Excerpted data:
═══

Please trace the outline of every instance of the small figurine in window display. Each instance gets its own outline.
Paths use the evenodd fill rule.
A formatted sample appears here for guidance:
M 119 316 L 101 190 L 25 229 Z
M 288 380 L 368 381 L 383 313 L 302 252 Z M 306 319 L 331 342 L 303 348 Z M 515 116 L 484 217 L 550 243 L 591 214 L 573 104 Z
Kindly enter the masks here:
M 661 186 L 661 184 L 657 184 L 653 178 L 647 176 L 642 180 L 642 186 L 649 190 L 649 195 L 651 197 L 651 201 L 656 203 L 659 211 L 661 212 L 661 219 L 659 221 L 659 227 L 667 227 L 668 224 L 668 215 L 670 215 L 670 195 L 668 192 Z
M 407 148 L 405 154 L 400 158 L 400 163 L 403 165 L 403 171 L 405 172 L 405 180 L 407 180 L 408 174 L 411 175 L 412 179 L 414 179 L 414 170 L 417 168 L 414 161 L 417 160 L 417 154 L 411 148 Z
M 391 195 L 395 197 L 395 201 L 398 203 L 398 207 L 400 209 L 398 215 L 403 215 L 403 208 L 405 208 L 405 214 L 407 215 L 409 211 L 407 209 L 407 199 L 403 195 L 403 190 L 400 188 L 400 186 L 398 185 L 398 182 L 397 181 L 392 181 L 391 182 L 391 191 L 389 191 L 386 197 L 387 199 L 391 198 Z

═══

Aim:
Reproduce every entry above in full, adding 57 to each coordinate in the outline paths given as answers and leaving the sample paths unchanged.

The solution:
Please trace the outline of every instance of the small figurine in window display. Each instance gets its own outline.
Paths use the evenodd fill rule.
A formatted sample appears here for guidance:
M 119 316 L 101 190 L 25 229 Z
M 288 380 L 368 381 L 383 313 L 302 252 Z M 306 319 L 331 342 L 303 348 Z M 515 116 L 484 217 L 550 243 L 591 214 L 573 104 Z
Kindly enter the masks here:
M 718 243 L 718 241 L 714 241 L 710 235 L 704 233 L 699 237 L 699 243 L 706 247 L 706 252 L 708 254 L 708 258 L 713 260 L 716 268 L 718 269 L 718 276 L 716 278 L 716 284 L 724 284 L 725 281 L 725 272 L 727 272 L 727 252 L 725 249 Z
M 464 205 L 462 211 L 457 215 L 457 220 L 460 222 L 460 228 L 462 229 L 462 237 L 464 237 L 465 231 L 468 232 L 469 236 L 471 236 L 471 227 L 474 225 L 471 218 L 474 217 L 474 211 L 468 205 Z
M 448 252 L 452 254 L 452 258 L 455 260 L 455 264 L 457 266 L 455 272 L 460 272 L 460 265 L 462 265 L 462 271 L 464 272 L 466 268 L 464 266 L 464 256 L 460 252 L 460 247 L 457 245 L 457 243 L 455 242 L 455 239 L 454 238 L 449 238 L 448 239 L 448 248 L 446 248 L 443 254 L 444 256 L 448 255 Z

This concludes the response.